The exercise :: Carry on the statistics notes on populations, samples, and levels of measurement from the point where they end.

Reading text start

Statistics Notes: Population, Data, and Levels of Measurement

Population, Sample, Parameter, and Statistic

  • Statistics is built on data. Data = information from observations, counts, measurements, or responses from surveys or required information.
    • Data should come from real sources and be screened by multiple minds.
    • Examples mentioned:
    • Survey claim: "more than seven out of 10 Americans say nursing is a prestigious publication".
    • Social media finding (dated 2019): average age of prosocial content consumption by kids.
  • The four-part process of statistics:
    • Collect data
    • Organize data
    • Analyze data
    • Interpret data and make informed decisions
    • Formally, the process is often summarized as:
      {\text{Collect, Organize, Analyze, Interpret}}

Population vs. Sample

  • Population
    • The collection of all possible outcomes/responses/measurements/counts of interest in a study.
    • "All" possible outcomes in the group you care about.
  • Sample
    • A smaller part or subset of the population.
    • Used because the full population is often too large to study.
  • Illustrative example: a pictured group of 30 people represents a population; selecting 5–6 of them represents a sample.
  • Exercise example: In a recent survey, 834 US employees were asked if their jobs were highly stressful. Of the 834 respondents, 517 said yes.
    • Population: all employees in the US.
    • Sample: the 834 employees surveyed.
    • The dataset for the sample: 517 Yes, 317 No (since 834 − 517 = 317).
    • The green box in the illustration represents all possible responses; the survey responses are a subset of all responses.
    • Non-respondents are not observed; only the respondents form the dataset.
  • Key rule: the sample is always a subset of the population’s responses or outcomes.
  • Quick terminology recap:
    • Population usually denoted by the overall group you want to understand.
    • Sample is the observed subset drawn from that population.

Population Parameters vs. Sample Statistics

  • Parameter (population parameter)
    • A numerical description of a characteristic of the population.
    • Examples:
    • The population mean \mu (e.g., the average age of people in the US).
  • Statistic (sample statistic)
    • A numerical description of a characteristic of the sample.
    • Examples:
    • The sample mean of a subset (e.g., average age in a sample of three states) \bar{x}.
  • Quick distinctions:
    • Parameter describes the population.
    • Statistic describes the sample.
  • Example exercise: Determine whether statements describe a population parameter or a sample statistic:
    • "Surveys of student-athletes in the US found that their average time spent on athletics is about 50 hours per week."

Reading text end
Given material start

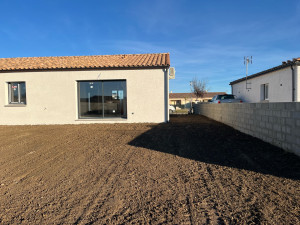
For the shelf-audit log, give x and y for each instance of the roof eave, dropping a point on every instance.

Given material end

Result of the exercise ::
    • This is a statistic if based on a sample (e.g., several hundred collegiate athletes). If it is stated as the entire population (all US student-athletes), it would be a parameter.
    • "The freshman class at a university has an average SAT math score of 514."
    • If this refers to the entire freshman class, it is a population parameter. If it is based on a subset, it is a statistic.
    • "A random sample of several hundred retail stores found that 34% were not storing fish at the proper temperature."
    • This is a sample statistic (34%) based on the sampled stores, not all stores.
  • Takeaway: correctly identify population vs. sample, and parameter vs. statistic, by checking whether the value describes the whole group or just a subset.

Descriptive vs. Inferential Statistics

  • Descriptive statistics
    • Purpose: organize, summarize, and display data.
    • Process: collect data, summarize with tables/graphs, present to an audience.
    • Focus: describing what the data show for the observed sample.
  • Inferential statistics
    • Purpose: use sample data to draw conclusions about a population.
    • Process: make inferences about the population based on the sample results; assess uncertainty and generalizability.
    • The flow:
    • Descriptive: population → sample → numerical descriptors → conclusions about the sample
    • Inferential: sample → general conclusions about the population
  • Time allocation (instructional estimate):
    • Descriptive statistics: about a quarter to 40% of course time.
    • Inferential statistics: the remaining ~60%.
  • Instructional goal: given study statements, identify (1) population, (2) sample, (3) descriptive component, (4) potential inferential conclusion.

Worked Examples: Identifying Population, Sample, and Descriptive vs. Inferential

  • Example 1: Study of 2,560 US adults found that 23% were from households earning less than $30,000 annually and not using the Internet.
    • Population: all US adults.
    • Sample: the 2,560 adults surveyed.
    • Descriptive statistic: 23% (from the sample) describes the sample’s characteristic.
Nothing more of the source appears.